** begin DATA LISTING **

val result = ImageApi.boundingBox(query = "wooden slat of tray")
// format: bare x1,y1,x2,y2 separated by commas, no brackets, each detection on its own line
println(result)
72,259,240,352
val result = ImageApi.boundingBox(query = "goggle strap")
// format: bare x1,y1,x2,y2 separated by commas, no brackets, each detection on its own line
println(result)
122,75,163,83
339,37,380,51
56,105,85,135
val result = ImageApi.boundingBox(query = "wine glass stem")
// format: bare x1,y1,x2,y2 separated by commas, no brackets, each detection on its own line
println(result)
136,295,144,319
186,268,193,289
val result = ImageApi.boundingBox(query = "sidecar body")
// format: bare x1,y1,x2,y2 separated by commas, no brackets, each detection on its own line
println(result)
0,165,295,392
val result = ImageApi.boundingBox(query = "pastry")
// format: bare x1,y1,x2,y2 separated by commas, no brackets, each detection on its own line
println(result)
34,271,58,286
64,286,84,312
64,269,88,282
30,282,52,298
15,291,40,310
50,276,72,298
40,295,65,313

** end DATA LISTING **

AIM OF THE EXERCISE
Reproduce the entries from the beginning through the line containing "72,259,240,352", including both of those lines.

COMPLETE RESPONSE
val result = ImageApi.boundingBox(query = "wooden slat of tray")
// format: bare x1,y1,x2,y2 separated by commas, no brackets, each detection on its own line
println(result)
72,259,240,352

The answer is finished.